[TASK] Starting at the first line of the data, please print exactly those lines through the one that holds "The component shall locate one point per instance of the red", omitting every picture.

[[ SOURCE INFORMATION open ]]

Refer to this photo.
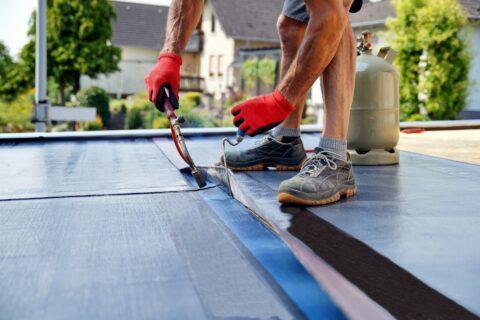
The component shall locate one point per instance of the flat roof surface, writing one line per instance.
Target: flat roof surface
(423, 215)
(94, 228)
(111, 229)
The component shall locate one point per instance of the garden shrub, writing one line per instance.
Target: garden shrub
(194, 98)
(433, 57)
(97, 98)
(134, 119)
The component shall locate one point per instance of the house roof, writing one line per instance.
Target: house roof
(374, 13)
(139, 25)
(249, 19)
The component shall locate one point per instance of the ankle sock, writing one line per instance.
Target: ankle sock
(286, 132)
(337, 146)
(286, 135)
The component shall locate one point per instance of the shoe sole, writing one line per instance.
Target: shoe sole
(288, 198)
(264, 166)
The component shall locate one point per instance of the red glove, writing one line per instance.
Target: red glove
(261, 113)
(165, 72)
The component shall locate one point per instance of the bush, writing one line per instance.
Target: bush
(134, 119)
(160, 123)
(432, 57)
(16, 115)
(193, 98)
(93, 125)
(97, 98)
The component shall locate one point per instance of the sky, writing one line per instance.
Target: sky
(14, 17)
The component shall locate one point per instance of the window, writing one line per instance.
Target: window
(220, 65)
(211, 66)
(213, 23)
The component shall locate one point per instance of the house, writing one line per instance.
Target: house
(229, 32)
(210, 61)
(139, 31)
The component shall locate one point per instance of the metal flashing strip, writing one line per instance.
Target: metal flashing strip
(274, 257)
(353, 302)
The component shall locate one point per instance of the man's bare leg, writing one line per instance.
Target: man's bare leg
(291, 36)
(338, 83)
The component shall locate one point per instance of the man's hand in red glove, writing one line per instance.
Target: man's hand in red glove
(261, 113)
(165, 72)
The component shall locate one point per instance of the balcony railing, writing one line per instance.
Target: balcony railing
(189, 83)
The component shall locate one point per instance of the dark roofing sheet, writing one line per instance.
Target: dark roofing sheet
(75, 168)
(110, 229)
(126, 257)
(422, 215)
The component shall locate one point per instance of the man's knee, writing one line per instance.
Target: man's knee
(334, 13)
(290, 32)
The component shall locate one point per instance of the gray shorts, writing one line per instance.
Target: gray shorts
(296, 9)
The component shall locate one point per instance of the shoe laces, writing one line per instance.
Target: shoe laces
(265, 139)
(315, 165)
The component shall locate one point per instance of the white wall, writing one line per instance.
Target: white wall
(135, 64)
(216, 44)
(474, 97)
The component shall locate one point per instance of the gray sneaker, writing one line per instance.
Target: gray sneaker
(268, 152)
(323, 179)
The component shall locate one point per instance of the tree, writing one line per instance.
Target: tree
(15, 78)
(6, 61)
(78, 42)
(97, 98)
(433, 59)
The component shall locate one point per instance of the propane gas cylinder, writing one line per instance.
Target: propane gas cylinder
(374, 117)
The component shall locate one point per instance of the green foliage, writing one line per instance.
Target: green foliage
(93, 125)
(14, 76)
(194, 98)
(432, 57)
(160, 123)
(6, 61)
(78, 42)
(266, 70)
(250, 72)
(16, 115)
(254, 69)
(134, 119)
(97, 98)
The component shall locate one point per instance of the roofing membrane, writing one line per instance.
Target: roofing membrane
(110, 228)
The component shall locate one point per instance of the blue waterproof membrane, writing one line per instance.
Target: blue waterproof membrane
(420, 218)
(105, 229)
(275, 257)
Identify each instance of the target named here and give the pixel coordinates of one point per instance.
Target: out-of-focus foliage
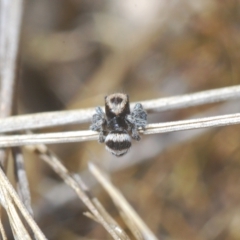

[[ SOURCE INFORMATION closed ]]

[SOLUTION FOR THIS PROBLEM]
Refer to this photo.
The component shall locate one point per instance of the flat roof surface, writing one line per instance.
Target: flat roof surface
(423, 215)
(94, 228)
(111, 229)
The component shall locate one point per instance of the garden shrub, writing one line per instance.
Target: garden shrub
(194, 98)
(433, 57)
(97, 98)
(134, 119)
The component shall locate one point per instance of the house roof, writing one line per instance.
Target: house roof
(374, 13)
(139, 25)
(249, 19)
The component shall locate one point per instance of the ankle sock, writing one line per instance.
Target: ankle sock
(286, 132)
(337, 146)
(286, 135)
The component shall locate one point per instance of the shoe sole, writing one line per instance.
Target: shoe sole
(288, 198)
(264, 166)
The component shall locate one point per instance of the red glove, writing one line per instance.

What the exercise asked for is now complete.